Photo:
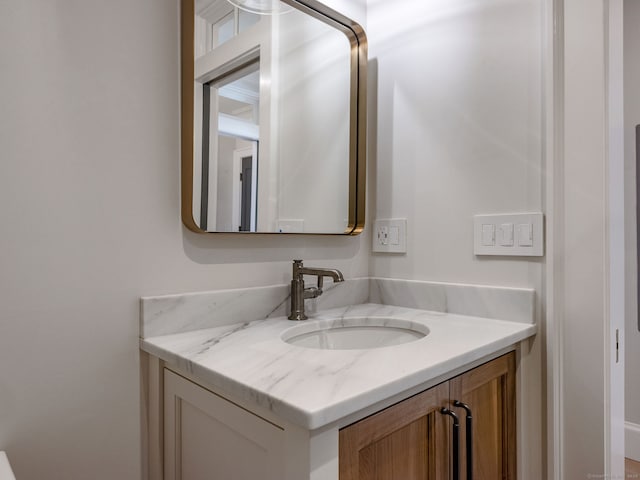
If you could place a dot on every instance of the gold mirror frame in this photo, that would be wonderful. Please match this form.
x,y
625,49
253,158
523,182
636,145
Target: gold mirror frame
x,y
357,111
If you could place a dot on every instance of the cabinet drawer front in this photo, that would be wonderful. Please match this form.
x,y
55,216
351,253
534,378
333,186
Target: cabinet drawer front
x,y
407,441
489,391
208,437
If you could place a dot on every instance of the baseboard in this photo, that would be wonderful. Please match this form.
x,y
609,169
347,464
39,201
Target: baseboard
x,y
632,441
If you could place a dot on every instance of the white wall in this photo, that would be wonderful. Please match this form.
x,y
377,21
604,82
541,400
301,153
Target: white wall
x,y
89,201
457,131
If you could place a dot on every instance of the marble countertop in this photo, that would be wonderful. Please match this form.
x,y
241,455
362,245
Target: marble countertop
x,y
313,388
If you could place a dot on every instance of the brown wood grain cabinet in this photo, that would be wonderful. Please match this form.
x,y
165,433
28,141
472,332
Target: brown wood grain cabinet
x,y
412,440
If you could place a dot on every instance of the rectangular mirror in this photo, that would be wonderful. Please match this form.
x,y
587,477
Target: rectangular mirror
x,y
273,119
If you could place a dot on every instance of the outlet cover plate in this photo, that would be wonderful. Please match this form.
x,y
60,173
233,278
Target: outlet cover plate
x,y
389,235
511,230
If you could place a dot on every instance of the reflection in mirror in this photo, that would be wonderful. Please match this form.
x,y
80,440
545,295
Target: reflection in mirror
x,y
277,120
230,125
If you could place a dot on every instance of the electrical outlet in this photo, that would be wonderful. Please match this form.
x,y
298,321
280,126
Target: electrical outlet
x,y
390,235
517,234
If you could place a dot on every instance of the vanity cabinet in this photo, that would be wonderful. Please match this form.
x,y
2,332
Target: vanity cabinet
x,y
206,436
195,434
413,439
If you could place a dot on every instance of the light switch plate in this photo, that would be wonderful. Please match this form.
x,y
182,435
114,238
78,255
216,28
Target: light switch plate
x,y
390,235
518,234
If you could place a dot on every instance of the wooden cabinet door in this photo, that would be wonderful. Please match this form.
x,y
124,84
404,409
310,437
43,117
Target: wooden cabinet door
x,y
489,392
407,441
209,438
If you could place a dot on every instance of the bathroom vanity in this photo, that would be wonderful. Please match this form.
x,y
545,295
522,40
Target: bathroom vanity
x,y
244,400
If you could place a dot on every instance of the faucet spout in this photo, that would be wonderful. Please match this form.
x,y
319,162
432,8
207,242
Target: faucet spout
x,y
298,291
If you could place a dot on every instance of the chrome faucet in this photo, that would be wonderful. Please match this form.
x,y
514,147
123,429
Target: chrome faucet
x,y
299,293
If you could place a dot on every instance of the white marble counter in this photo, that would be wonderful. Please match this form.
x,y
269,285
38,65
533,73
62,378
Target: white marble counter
x,y
313,388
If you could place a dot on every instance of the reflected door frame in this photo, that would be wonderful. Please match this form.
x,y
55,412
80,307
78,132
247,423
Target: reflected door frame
x,y
238,156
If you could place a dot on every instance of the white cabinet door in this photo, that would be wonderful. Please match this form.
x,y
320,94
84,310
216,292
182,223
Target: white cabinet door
x,y
208,437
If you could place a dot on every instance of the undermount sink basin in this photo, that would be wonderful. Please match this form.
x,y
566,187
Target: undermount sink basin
x,y
354,333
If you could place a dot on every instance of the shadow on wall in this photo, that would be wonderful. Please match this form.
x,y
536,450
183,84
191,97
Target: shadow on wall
x,y
221,248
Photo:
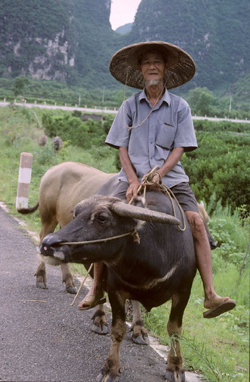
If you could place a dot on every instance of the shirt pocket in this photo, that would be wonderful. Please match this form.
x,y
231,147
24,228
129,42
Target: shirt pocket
x,y
165,135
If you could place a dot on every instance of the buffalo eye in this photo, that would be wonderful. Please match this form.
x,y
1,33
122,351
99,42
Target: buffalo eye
x,y
101,217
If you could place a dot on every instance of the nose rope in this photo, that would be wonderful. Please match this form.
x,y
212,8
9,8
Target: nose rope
x,y
133,233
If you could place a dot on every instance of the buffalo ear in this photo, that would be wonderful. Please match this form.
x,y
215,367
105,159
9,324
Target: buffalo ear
x,y
145,214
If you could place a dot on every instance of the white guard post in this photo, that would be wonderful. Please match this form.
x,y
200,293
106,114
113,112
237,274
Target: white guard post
x,y
24,180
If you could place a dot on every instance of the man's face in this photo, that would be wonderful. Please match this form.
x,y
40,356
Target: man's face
x,y
152,67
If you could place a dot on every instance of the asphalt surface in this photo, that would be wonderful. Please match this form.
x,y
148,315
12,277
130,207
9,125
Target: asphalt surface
x,y
44,338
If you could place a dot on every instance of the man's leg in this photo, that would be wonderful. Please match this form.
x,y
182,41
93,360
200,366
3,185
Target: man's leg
x,y
215,303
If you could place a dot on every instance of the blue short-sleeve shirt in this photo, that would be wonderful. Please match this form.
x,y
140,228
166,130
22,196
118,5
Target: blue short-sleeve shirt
x,y
150,138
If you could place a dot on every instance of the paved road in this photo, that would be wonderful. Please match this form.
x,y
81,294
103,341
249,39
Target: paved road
x,y
44,338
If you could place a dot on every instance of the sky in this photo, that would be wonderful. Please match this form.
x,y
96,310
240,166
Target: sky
x,y
122,12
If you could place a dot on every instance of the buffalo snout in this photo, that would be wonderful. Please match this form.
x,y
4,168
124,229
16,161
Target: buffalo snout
x,y
48,245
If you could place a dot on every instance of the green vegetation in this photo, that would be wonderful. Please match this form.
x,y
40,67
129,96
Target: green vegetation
x,y
217,348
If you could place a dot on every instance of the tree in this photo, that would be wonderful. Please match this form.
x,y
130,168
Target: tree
x,y
19,84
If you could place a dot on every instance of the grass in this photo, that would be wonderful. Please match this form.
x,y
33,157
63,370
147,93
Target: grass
x,y
219,348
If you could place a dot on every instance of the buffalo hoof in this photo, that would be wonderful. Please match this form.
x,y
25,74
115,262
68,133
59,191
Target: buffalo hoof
x,y
41,285
100,329
175,376
140,340
100,325
106,378
71,290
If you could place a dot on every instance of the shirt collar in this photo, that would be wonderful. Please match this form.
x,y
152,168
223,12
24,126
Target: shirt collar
x,y
165,98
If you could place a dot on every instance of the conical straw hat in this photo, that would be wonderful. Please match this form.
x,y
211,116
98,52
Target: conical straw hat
x,y
124,64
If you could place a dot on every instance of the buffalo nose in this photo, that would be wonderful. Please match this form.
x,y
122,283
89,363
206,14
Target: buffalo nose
x,y
46,246
213,244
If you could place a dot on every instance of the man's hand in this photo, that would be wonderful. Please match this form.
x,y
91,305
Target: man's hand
x,y
132,190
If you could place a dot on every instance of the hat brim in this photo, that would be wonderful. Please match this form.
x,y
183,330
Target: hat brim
x,y
124,64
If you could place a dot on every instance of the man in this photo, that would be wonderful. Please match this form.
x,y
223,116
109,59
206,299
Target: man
x,y
154,128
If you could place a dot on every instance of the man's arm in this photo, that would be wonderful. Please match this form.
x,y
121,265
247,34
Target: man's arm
x,y
172,160
134,183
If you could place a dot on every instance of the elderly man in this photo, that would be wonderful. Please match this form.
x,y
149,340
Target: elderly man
x,y
154,128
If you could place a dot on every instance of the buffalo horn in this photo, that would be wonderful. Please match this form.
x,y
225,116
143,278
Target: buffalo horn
x,y
145,214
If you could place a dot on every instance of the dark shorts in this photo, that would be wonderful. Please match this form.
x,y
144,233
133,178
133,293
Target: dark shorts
x,y
182,192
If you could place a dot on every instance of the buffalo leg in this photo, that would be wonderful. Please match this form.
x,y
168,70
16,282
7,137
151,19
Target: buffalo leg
x,y
67,278
48,226
41,275
111,368
140,334
100,325
175,371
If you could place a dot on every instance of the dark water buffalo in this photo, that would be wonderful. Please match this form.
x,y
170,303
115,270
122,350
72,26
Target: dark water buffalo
x,y
159,268
61,188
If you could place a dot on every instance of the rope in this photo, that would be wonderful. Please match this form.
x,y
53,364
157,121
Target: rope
x,y
132,233
167,191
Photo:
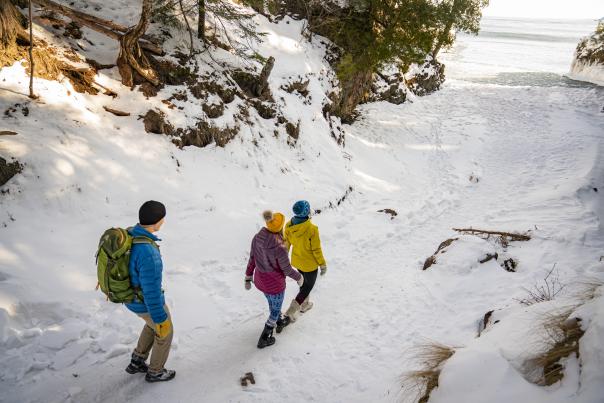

========

Find every line in the material above that contains the word "faucet" and copy each one out.

Correct answer:
If you could place a dot on every instance of the faucet spout in this photo, that would be wonderful. Please match this form.
Target: faucet spout
If you could place a dot on every instance of the chrome faucet in this photo, that would be wonderful. Please match this form.
Target: chrome faucet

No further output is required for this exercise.